SerialStateLineXer t1_j1gi9nr wrote
The range is compressed by use of a log scale. The y axis is ln(papers per million people). Switzerland has five times as many papers per capita as Japan, but on a log scale it's 8.6 vs. 6.9.
Edit: This was in response to a comment expressing surprise that there was very little difference in output among wealthy countries.
Soviet_Llama t1_j1gk92o wrote
Mo' money, Mo' problems..... that are funded to be researched and published
Gustav2095 t1_j1gm7no wrote
You should’ve added U.S. states if you’re gonna add a U.S. Territory to the mix.
Javerlin t1_j1h72f1 wrote
Just because your r squared is better does not make your prediction better. You should check with cross validation.
Adding more freedom to your trend lines makes it fit your current data better sure. But just “joining the dots” fits the best.
Javerlin t1_j1h77pd wrote
They fit quite nicely to your eye sure, but look at the lack of data points you have for the higher gdp in those continents. This is just bad practice.
Javerlin t1_j1h7cp5 wrote
Fully agree. As is typical of data is beautiful, there’s a lot of bad data analytics practice here.
SerialStateLineXer t1_j1hmqeu wrote
Definitely. Since scientific papers are released internationally and every country is able to benefit from the discoveries, it doesn't make sense for differences in scientific output to be driving differences in economic development.
[deleted] t1_j1ioztr wrote
[removed]
cosmicowl_h t1_j1rsdy5 wrote
Hi Bro, May I just use it to tweet?
whatweshouldcallyou OP t1_j1rsvj8 wrote
Sure, go ahead.
whatweshouldcallyou OP t1_j1dskes wrote
Data: https://en.wikipedia.org/wiki/List_of_countries_by_number_of_scientific_and_technical_journal_articles
https://en.wikipedia.org/wiki/List_of_countries_by_GDP_(nominal)_per_capita
Tools: R, ggplot

Material for this exercise:
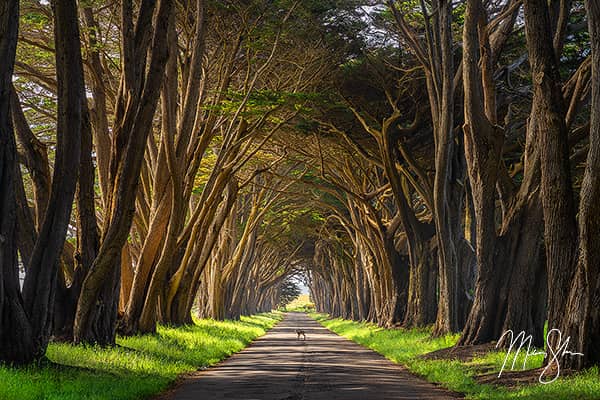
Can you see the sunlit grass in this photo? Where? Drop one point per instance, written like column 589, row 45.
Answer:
column 406, row 346
column 139, row 367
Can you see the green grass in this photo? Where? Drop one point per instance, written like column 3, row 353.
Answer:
column 301, row 304
column 138, row 368
column 405, row 346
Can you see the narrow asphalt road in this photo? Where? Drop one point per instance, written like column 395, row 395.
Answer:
column 325, row 366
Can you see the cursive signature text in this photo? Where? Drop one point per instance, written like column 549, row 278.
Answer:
column 556, row 348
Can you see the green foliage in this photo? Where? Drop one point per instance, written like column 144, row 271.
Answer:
column 301, row 304
column 406, row 346
column 139, row 367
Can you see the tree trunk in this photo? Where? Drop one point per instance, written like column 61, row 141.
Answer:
column 549, row 120
column 98, row 304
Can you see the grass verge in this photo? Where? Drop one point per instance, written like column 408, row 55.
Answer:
column 406, row 346
column 138, row 368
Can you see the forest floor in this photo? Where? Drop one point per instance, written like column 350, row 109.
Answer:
column 139, row 367
column 325, row 366
column 473, row 371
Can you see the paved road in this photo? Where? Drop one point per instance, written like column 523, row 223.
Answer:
column 323, row 367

Set problem 1: In the thread about scientific papers and GDP, how would the sentence "Switzerland has five times as many papers per capita as Japan, but on a log scale it's 8.6 vs. 6.9." read in Spanish?
Set problem 2: Could you lay out everything in the listing from the line containing "Can you see the paved" down to the final line of the listing as a numbered list, leaving out any blank lines?
The listing has no connection to the thread about scientific output.

Expected answer 1: Suiza tiene cinco veces más artículos per cápita que Japón, pero en una escala logarítmica es 8,6 frente a 6,9.

Expected answer 2:
1. Can you see the paved road in this photo? Where? Drop one point per instance, written like column 523, row 223.
2. Answer:
3. column 323, row 367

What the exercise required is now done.